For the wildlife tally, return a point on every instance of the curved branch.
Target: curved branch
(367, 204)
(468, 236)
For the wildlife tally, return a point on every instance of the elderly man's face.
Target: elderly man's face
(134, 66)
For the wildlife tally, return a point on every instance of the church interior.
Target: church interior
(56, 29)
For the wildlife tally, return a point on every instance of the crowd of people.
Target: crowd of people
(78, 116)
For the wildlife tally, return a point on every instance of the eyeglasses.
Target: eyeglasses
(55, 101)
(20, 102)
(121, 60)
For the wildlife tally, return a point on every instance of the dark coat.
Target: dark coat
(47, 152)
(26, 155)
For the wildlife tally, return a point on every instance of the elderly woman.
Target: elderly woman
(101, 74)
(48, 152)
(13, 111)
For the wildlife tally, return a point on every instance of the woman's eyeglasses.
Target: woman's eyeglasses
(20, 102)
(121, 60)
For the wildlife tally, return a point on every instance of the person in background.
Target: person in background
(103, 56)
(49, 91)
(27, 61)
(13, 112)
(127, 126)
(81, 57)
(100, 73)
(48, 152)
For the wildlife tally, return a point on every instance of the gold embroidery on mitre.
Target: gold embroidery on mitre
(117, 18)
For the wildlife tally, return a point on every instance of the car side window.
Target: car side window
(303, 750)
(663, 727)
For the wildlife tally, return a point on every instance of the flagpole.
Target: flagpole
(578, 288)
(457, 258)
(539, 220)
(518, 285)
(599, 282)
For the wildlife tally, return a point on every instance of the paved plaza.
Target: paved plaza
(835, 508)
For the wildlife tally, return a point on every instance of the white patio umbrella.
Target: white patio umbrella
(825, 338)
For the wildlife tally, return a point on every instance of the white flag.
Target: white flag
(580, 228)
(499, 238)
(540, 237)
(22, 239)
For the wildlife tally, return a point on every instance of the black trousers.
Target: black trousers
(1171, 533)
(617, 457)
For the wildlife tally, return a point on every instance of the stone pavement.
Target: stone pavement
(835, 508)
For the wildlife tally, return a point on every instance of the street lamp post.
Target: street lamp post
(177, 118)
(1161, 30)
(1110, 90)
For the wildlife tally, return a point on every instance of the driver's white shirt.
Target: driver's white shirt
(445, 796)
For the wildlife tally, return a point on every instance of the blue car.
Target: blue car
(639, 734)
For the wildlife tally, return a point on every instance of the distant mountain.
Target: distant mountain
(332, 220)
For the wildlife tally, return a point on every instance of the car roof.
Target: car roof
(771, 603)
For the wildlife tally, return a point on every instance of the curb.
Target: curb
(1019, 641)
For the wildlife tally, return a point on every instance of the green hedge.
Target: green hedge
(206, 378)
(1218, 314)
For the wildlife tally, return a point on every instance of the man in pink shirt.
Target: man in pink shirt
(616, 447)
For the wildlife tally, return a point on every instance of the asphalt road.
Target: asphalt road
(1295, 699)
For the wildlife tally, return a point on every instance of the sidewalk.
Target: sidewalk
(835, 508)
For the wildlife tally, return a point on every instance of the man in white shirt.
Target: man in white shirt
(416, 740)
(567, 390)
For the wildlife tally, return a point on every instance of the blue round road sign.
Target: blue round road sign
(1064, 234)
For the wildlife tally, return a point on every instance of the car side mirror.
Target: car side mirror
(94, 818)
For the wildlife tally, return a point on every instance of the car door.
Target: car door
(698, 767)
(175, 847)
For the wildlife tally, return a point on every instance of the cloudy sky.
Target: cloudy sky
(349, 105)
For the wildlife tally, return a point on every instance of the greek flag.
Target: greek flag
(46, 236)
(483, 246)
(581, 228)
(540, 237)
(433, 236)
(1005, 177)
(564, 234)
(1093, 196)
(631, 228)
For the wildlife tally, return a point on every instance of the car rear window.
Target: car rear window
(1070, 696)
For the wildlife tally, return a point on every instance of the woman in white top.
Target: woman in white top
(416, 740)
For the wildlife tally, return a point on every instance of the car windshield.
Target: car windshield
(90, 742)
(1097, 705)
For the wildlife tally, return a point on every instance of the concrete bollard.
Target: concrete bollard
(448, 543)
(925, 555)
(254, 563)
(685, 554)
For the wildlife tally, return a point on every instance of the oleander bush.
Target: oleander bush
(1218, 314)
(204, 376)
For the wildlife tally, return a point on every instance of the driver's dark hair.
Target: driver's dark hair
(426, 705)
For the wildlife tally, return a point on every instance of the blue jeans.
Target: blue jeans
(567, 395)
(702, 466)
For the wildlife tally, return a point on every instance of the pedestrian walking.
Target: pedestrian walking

Objective :: Rewrite every entry above with "wildlife tally" replaced by "site survey" and everything else unchanged.

Exercise answer ::
For the site survey, return a point on every instance of the curved branch.
Target: curved branch
(367, 204)
(468, 236)
For the site survey, return a point on every instance of the elderly man's face.
Target: elderly man's face
(134, 66)
For the site survey, return a point on every instance of the church interior.
Target: church interior
(56, 29)
For the site survey, return a point on every instance of the crowd of people.
Target: crowd of people
(78, 116)
For the site survey, return a point on every instance of the eyeglasses.
Target: eyeglasses
(55, 101)
(20, 102)
(121, 60)
For the site survey, return a point on every instance of the dark coat.
Target: dark coat
(47, 152)
(26, 155)
For the site survey, return a point on every instance of the elderly woman.
Target: elderly woman
(101, 74)
(48, 152)
(13, 111)
For the site survey, return a point on every instance of the woman's eyeglasses.
Target: woman's eyeglasses
(20, 102)
(121, 60)
For the site survey, return a point on every instance of the person in background.
Target: person in background
(103, 56)
(49, 91)
(27, 61)
(13, 112)
(127, 126)
(81, 57)
(100, 73)
(48, 152)
For the site survey, return a point on every instance of the gold embroidery on mitre.
Target: gold embroidery on mitre
(117, 18)
For the site survey, return a point on every instance of the car side window.
Target: car side window
(303, 750)
(663, 727)
For the site survey, return a point on every instance of the flagpole.
Target: flagpole
(578, 288)
(457, 258)
(539, 220)
(518, 285)
(599, 282)
For the site survey, return a point on every instance of the paved plaza.
Target: paved plaza
(835, 508)
For the site survey, return a point on every instance of the white patio umbrella.
Target: white patio umbrella
(825, 338)
For the site survey, return a point on every instance of the white flag.
Target: white flag
(580, 228)
(499, 238)
(540, 237)
(22, 239)
For the site survey, return a point on every instance of the black trousers.
Target: black trousers
(1171, 533)
(617, 457)
For the site survey, return a point on every instance of the stone pavement.
Target: stone pavement
(835, 508)
For the site survey, return a point on every instance of the street lamp post.
Target: street lamp post
(177, 118)
(1161, 30)
(1110, 90)
For the site survey, return a point on every instance of the driver's white shirt.
Target: driver's white shirt
(445, 796)
For the site survey, return a point on every instance of the blue car.
Target: blue car
(639, 734)
For the site survey, return a point on every instance of the distant mountain.
Target: distant mountain
(332, 220)
For the site survey, return a point on every instance of the car roof.
Target: car roof
(771, 603)
For the site survey, return a point on every instance of the curb.
Target: curb
(1019, 641)
For the site survey, return a point on every instance of the green hedge.
Target: green hedge
(206, 378)
(1218, 314)
For the site survey, return a point on every instance of the man in pink shirt.
Target: man in pink shirt
(616, 447)
For the site survey, return a point on every instance of the asphalt road.
Target: asphalt road
(1295, 699)
For the site survey, return a point on every instance of the sidewalk.
Target: sidewalk
(835, 508)
For the site survey, return a point on every instance of the man in white shirt.
Target: man in white shirt
(416, 740)
(567, 390)
For the site survey, return a point on every instance of the blue round road sign.
Target: blue round road sign
(1064, 234)
For the site survey, return a point on every instance of the car side mirror.
Target: car side mirror
(94, 818)
For the site survey, return a point on every instance of the car door.
Target: car door
(698, 767)
(175, 847)
For the site survey, return a point on every instance of the cloudy sky.
Target: cloudy sky
(349, 105)
For the site survey, return a point on every instance of the greek flag.
Target: greek flag
(46, 236)
(483, 246)
(581, 228)
(540, 237)
(433, 236)
(1005, 177)
(564, 234)
(1093, 196)
(631, 228)
For the site survey, return a point on every instance of the car rear window.
Target: car rear window
(1070, 696)
For the site survey, return a point on every instance of the woman in white top.
Target: woman in white top
(416, 740)
For the site survey, return a point on every instance of the car windshield.
Target: car windshield
(90, 742)
(1097, 705)
For the site survey, return a point on every instance of the concrete bollard.
Target: concrete bollard
(448, 543)
(925, 555)
(254, 563)
(685, 554)
For the site survey, return a point on every instance of the oleander bush.
Target: oleander bush
(1218, 314)
(204, 376)
For the site survey, return a point on every instance of the driver's dark hair.
Target: driver's dark hair
(426, 705)
For the site survey, return a point on every instance of the blue jeans.
Target: blue jeans
(567, 395)
(702, 466)
For the site survey, return a point on every instance of the pedestrian walking.
Target: pedestrian walking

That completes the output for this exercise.